Task requirements: Return everything in the records from the line containing "Should you be willing to segment every instance of the dress" down to the line containing "M118 215L119 214L121", both included, word for word.

Source data:
§ §

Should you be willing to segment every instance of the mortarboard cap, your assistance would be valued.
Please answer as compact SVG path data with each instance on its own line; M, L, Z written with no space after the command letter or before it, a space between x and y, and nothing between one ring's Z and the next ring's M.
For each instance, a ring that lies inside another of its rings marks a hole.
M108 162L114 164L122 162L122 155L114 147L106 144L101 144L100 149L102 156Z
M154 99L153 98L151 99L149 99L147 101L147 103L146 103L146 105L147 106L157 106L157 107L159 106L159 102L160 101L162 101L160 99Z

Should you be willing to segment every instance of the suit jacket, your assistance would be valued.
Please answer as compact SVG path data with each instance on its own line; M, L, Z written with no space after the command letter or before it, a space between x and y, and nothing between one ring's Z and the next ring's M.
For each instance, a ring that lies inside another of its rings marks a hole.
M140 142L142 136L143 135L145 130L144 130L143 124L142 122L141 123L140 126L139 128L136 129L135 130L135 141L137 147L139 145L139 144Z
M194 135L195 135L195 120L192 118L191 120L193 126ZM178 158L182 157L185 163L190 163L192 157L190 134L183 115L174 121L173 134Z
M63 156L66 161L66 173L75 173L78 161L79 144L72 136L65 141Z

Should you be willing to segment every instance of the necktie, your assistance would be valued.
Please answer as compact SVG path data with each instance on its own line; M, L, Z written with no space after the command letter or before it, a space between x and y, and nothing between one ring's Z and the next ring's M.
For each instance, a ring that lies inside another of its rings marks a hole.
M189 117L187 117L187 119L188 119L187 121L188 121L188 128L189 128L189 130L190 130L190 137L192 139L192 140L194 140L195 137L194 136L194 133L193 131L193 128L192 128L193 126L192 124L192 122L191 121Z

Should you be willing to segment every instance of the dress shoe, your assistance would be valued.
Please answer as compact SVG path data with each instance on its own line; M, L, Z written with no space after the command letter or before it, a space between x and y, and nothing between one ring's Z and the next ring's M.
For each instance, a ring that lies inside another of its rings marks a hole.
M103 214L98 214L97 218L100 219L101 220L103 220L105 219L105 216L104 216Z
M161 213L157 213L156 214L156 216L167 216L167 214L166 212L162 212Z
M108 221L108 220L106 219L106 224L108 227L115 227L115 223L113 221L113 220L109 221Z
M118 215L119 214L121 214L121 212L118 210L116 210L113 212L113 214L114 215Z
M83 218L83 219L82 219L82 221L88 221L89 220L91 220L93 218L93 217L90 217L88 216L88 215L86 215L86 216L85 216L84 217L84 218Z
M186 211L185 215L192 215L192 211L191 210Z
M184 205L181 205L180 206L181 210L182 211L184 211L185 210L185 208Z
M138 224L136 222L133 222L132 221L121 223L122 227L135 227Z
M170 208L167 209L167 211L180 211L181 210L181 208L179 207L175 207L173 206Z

§ §

Written solution:
Should you be willing to segment every instance of the dress shoe, your assistance would be valued.
Please answer as compact SVG path data with each instance on its own line; M, L, Z written with no space after the command letter or before it, a space between x and y, and nothing between one ring's Z and the next ring's M.
For each instance, a ring that lies inside another of its rings marks a hole.
M103 214L98 214L97 218L100 219L101 220L103 220L105 219L105 216L104 216Z
M161 213L157 213L156 214L156 216L167 216L167 214L166 212L162 212Z
M108 221L108 220L106 219L106 224L108 227L115 227L115 223L113 221L113 220L109 221Z
M118 215L119 214L121 214L121 212L118 210L116 210L113 212L113 214L114 215Z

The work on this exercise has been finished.